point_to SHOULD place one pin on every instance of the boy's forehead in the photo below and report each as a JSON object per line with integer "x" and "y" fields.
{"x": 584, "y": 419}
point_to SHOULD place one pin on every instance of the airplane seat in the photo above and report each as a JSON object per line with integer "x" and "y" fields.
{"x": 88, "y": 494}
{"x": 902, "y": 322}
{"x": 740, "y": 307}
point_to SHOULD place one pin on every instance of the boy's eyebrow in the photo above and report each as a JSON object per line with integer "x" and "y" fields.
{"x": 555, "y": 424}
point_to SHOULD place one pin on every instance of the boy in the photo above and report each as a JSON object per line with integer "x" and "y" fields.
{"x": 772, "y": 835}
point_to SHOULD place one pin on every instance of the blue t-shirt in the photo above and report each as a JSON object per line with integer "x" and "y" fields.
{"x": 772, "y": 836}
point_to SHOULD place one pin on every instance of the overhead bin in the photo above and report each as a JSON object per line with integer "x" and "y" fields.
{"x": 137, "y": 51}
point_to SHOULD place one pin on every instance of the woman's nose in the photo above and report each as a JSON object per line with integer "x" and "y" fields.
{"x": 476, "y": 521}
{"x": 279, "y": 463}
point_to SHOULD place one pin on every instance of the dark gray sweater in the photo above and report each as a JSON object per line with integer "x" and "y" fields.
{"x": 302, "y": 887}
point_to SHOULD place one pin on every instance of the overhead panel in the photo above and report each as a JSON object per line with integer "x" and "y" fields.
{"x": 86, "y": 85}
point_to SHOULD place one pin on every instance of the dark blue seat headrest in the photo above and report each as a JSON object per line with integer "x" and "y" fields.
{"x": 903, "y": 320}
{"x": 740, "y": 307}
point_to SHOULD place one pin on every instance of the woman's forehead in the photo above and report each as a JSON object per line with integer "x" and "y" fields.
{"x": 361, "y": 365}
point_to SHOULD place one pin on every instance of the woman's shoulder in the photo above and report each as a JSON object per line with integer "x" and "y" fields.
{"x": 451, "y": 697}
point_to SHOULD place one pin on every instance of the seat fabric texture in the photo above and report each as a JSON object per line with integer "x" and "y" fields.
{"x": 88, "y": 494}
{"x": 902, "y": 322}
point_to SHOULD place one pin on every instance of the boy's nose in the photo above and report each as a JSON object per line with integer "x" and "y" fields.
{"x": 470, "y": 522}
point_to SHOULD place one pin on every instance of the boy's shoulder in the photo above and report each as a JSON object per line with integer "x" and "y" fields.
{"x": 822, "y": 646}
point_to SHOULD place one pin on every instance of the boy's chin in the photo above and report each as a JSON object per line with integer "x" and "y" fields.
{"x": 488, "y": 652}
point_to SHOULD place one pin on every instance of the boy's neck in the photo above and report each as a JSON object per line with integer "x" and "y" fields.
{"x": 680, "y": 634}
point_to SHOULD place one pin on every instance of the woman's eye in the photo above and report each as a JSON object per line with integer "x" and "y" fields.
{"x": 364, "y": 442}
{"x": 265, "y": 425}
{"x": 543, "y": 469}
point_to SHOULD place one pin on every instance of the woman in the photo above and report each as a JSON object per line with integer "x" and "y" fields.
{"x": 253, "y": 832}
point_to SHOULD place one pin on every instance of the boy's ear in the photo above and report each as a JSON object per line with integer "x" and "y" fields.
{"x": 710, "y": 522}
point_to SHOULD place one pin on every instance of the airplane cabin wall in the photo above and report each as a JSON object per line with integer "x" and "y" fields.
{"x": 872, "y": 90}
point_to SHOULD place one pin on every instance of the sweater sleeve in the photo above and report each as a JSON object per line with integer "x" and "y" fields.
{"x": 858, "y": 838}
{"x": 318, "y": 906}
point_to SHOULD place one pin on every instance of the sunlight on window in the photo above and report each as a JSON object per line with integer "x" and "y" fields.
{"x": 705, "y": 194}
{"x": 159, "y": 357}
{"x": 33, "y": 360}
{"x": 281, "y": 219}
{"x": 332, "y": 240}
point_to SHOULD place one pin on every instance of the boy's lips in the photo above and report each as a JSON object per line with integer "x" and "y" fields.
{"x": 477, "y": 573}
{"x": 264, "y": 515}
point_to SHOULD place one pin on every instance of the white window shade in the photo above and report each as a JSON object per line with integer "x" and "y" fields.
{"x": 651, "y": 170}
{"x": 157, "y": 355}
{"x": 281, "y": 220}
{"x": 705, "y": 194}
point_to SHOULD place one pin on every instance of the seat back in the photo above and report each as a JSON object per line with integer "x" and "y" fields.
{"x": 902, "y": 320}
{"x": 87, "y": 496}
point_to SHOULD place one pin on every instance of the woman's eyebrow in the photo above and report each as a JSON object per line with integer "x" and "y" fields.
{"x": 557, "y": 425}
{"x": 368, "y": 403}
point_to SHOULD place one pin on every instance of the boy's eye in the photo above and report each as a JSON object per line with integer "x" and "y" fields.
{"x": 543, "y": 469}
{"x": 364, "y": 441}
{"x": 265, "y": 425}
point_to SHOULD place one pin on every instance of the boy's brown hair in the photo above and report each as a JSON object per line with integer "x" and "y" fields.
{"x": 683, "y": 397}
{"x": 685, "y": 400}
::::
- [Required action]
Your answer should be the material, retyped exactly as written.

- [Task answer]
point_to SHOULD place one pin on every instance of the boy's forehead in the photo below and report each as a JSON object per line with integer "x" and "y" fields.
{"x": 584, "y": 419}
point_to SHOULD place one pin on every instance of the airplane seat in the photo above and report each as a JSON object per line with integer "x" and "y" fields.
{"x": 88, "y": 494}
{"x": 902, "y": 322}
{"x": 740, "y": 307}
point_to SHOULD place one pin on every instance of the boy's eyebrow in the photo above and report each as a JSON object per line with integer "x" and "y" fields.
{"x": 555, "y": 424}
point_to SHOULD place one pin on every instance of the boy in the photo above and report each as a JSON object per line with integer "x" and "y" fields.
{"x": 772, "y": 835}
point_to SHOULD place one pin on every instance of the blue t-shirt in the photo above and report each as a JSON object per line with integer "x" and "y" fields.
{"x": 772, "y": 836}
point_to SHOULD place one pin on every instance of the overhead bin in the photo above and report each as a JSON object per line with integer "x" and "y" fields.
{"x": 137, "y": 51}
point_to SHOULD place one pin on every instance of the woman's nose in the photo above and report each as a JSON object per line with integer "x" and "y" fields.
{"x": 476, "y": 521}
{"x": 279, "y": 463}
point_to SHOULD place one pin on every instance of the dark gray sweater in the photo above and report each as a JSON object per line with integer "x" and "y" fields.
{"x": 302, "y": 887}
point_to SHOULD place one pin on every instance of the overhead panel in the photo above and report each as a JSON object per line with integer "x" and "y" fields.
{"x": 86, "y": 85}
point_to SHOULD place one pin on every instance of the dark blue seat headrest in the photo above and report each as a JSON object per line with integer "x" and "y" fields.
{"x": 903, "y": 320}
{"x": 740, "y": 307}
point_to SHOULD place one pin on every instance of the woman's forehead in the photo above and report each as a JSON object per line with integer "x" and "y" fields.
{"x": 361, "y": 365}
point_to SHOULD place one pin on every instance of the woman's shoulder in the photo above and report each as a JSON object per line with integer "x" and "y" fields.
{"x": 451, "y": 697}
point_to SHOULD place one pin on every instance of the seat fabric texture in the photo above and report each as a JSON object per line with integer "x" and "y" fields.
{"x": 88, "y": 494}
{"x": 902, "y": 322}
point_to SHOULD place one pin on every instance of the boy's nose in the photo above and report each as a JSON object per line with integer "x" and "y" fields.
{"x": 470, "y": 522}
point_to SHOULD place one pin on every instance of the boy's shoulder in the photo above and report each as a JSON object per line with integer "x" and "y" fields.
{"x": 822, "y": 646}
point_to SHOULD place one pin on every instance of the boy's chin in the photo above and report each as a JSON object per line with integer "x" and "y" fields.
{"x": 488, "y": 652}
point_to SHOULD place one pin on every instance of the boy's neck in the photo above and report each as a JSON object per line with integer "x" and "y" fields.
{"x": 680, "y": 634}
point_to SHOULD place one pin on every instance of the woman's eye in the photo above and report each as a JSON object per line with integer "x" and "y" fields.
{"x": 364, "y": 442}
{"x": 265, "y": 425}
{"x": 543, "y": 469}
point_to SHOULD place one pin on every instance of the woman in the photo above and report each as a JSON object per line with integer "x" and "y" fields.
{"x": 253, "y": 832}
point_to SHOULD place one pin on every instance of the boy's ear in the photo above and report each as a JSON object per line with integer "x" and "y" fields.
{"x": 710, "y": 522}
point_to SHOULD place one pin on every instance of the airplane cabin wall in the photo above and report each as a JSON object per line with integer "x" and "y" fields.
{"x": 872, "y": 90}
point_to SHOULD place one pin on every instance of the sweater sleeve in the photo above and report each as a JSON object per line with integer "x" and "y" fields.
{"x": 858, "y": 838}
{"x": 318, "y": 906}
point_to SHOULD place one pin on every instance of the sunlight on window in the photo above and report each as a JSON object per line with integer "x" and "y" fields.
{"x": 705, "y": 194}
{"x": 159, "y": 357}
{"x": 33, "y": 360}
{"x": 281, "y": 219}
{"x": 332, "y": 240}
point_to SHOULD place one pin on every instance of the boy's lips in the photo above and report each as a JSON object per line with integer "x" and "y" fields.
{"x": 477, "y": 573}
{"x": 264, "y": 515}
point_to SHOULD place one pin on every instance of the white window shade in the photo above and report each as a JSON object per line with integer "x" and "y" fields.
{"x": 651, "y": 170}
{"x": 157, "y": 355}
{"x": 281, "y": 220}
{"x": 705, "y": 194}
point_to SHOULD place one pin on every instance of the seat back in the photo above and report each as a JSON object per line with integer "x" and "y" fields.
{"x": 902, "y": 320}
{"x": 87, "y": 496}
point_to SHOULD place one pin on every instance of the woman's eyebrow in the photo above and report each as a JSON object per line with integer "x" and "y" fields.
{"x": 557, "y": 425}
{"x": 368, "y": 403}
point_to SHOULD place one pin on every instance of the boy's eye in the photo above and report each as a JSON object per line with integer "x" and "y" fields.
{"x": 543, "y": 469}
{"x": 364, "y": 441}
{"x": 265, "y": 425}
point_to SHOULD place one pin on every instance of the boy's brown hair in the photo above and report each as a JSON object per line with integer "x" and "y" fields.
{"x": 683, "y": 397}
{"x": 685, "y": 400}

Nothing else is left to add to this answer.